From the entries that follow, copy every line with the word "farthest".
◇ ◇ ◇ ◇ ◇ ◇ ◇
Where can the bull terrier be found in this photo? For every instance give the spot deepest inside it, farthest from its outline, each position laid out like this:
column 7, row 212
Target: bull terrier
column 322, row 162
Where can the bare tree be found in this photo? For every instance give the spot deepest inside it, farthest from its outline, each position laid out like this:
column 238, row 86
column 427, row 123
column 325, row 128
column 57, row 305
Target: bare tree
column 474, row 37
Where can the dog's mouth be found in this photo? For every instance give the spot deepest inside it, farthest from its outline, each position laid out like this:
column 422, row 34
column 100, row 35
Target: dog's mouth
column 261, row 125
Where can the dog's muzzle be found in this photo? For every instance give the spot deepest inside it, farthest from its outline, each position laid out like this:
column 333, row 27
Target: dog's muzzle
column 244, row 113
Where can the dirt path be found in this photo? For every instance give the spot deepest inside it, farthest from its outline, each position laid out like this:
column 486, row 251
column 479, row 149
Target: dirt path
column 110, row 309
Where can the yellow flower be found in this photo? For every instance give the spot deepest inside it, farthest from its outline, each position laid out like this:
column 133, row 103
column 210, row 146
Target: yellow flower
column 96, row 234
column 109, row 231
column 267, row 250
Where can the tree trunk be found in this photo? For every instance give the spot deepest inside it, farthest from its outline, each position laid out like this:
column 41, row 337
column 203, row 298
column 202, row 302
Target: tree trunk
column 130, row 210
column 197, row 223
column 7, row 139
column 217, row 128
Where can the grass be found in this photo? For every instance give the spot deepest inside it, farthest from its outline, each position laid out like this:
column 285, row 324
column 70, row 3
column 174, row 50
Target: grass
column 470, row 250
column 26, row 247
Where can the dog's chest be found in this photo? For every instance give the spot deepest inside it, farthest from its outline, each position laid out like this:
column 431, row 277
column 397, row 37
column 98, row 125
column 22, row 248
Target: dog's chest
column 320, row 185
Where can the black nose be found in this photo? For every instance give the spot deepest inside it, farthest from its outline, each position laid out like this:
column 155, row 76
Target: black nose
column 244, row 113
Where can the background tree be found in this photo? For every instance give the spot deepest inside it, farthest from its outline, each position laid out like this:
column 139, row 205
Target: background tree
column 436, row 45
◇ ◇ ◇ ◇ ◇ ◇ ◇
• [Response to the task]:
Where can the bull terrier be found in this photo? For every instance give the spot deepest inside it, farthest from its outline, each position laid out like this:
Where can the bare tree be found in this photo? For every instance give the spot deepest inside it, farthest from its outline, each position laid out like this:
Where can the dog's mouth be found in this photo? For every instance give the spot deepest inside it, farthest from its outline, each position laid out like this:
Where can the dog's muzzle be found in this photo? For every instance give the spot deepest inside it, farthest from its outline, each position laid out like this:
Where can the dirt path be found in this photo? For every instance give the spot deepest inside it, farthest from its outline, each position laid out like this:
Where can the yellow flower be found in this photo? For every instance give the spot deepest inside it, farthest from its outline, each position laid out like this:
Where can the tree trunk be found in this photo? For every instance give the spot deepest inside it, farthest from its outline, each position laid out like this:
Where can the grass be found in this photo? For every instance give the spot deepest inside it, farthest from its outline, each position laid out like this:
Where can the dog's chest be found in this photo? For every instance give the spot deepest inside it, farthest from its outline, each position laid out like this:
Where can the black nose be found in this photo? For every instance give the spot deepest inside it, farthest from its outline, each position laid out like this:
Where can the background tree be found in this photo? For every instance give the spot deepest inside it, farthest from its outline, each position laid out like this:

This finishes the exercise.